→ Stated goal:
Alter the lines starting at the one that contains "Return the outline of every instance of the **gravel" and ending with the last line of the records, replacing "gravel ground" with "loose gravel" and keeping all else unchanged. Give back only those lines.

Begin Materials provided

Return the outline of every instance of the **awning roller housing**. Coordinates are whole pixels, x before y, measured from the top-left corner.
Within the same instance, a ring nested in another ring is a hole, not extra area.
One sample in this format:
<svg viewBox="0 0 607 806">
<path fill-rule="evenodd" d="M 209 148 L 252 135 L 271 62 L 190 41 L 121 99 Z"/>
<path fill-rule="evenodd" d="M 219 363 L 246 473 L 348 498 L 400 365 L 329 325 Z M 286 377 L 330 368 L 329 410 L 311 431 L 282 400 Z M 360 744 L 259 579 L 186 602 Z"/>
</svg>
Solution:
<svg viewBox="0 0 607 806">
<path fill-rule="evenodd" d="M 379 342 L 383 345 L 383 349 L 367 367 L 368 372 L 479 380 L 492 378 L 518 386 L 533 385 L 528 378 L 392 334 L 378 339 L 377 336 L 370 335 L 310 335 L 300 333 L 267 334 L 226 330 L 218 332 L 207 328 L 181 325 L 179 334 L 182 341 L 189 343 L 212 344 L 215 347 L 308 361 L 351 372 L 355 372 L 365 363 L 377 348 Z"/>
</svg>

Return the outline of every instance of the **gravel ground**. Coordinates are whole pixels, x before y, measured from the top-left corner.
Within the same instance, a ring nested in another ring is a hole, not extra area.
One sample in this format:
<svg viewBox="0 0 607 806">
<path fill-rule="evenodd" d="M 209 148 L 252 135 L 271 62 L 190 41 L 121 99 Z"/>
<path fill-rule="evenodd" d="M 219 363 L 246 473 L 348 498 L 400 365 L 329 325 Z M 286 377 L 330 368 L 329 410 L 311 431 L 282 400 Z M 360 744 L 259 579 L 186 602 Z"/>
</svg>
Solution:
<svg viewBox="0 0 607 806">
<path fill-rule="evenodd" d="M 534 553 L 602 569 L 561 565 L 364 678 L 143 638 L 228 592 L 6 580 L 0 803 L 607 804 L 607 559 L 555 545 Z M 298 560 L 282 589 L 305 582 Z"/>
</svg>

End Materials provided

→ Answer in full:
Return the outline of every instance of the **loose gravel**. Coordinates are whole pixels, x before y, measured from the top-left corner.
Within the same instance, a ring nested in another ring is a hole, not extra area.
One sample in this format:
<svg viewBox="0 0 607 806">
<path fill-rule="evenodd" d="M 209 148 L 252 135 L 271 62 L 190 41 L 121 99 Z"/>
<path fill-rule="evenodd" d="M 219 363 L 246 473 L 348 498 L 400 365 L 329 325 Z M 286 377 L 330 368 L 329 410 L 311 431 L 282 400 Z M 360 744 L 259 579 L 186 602 Z"/>
</svg>
Solution:
<svg viewBox="0 0 607 806">
<path fill-rule="evenodd" d="M 534 553 L 602 569 L 561 565 L 364 678 L 143 638 L 228 592 L 6 580 L 0 803 L 607 804 L 607 559 L 555 545 Z M 298 560 L 282 589 L 305 582 Z"/>
</svg>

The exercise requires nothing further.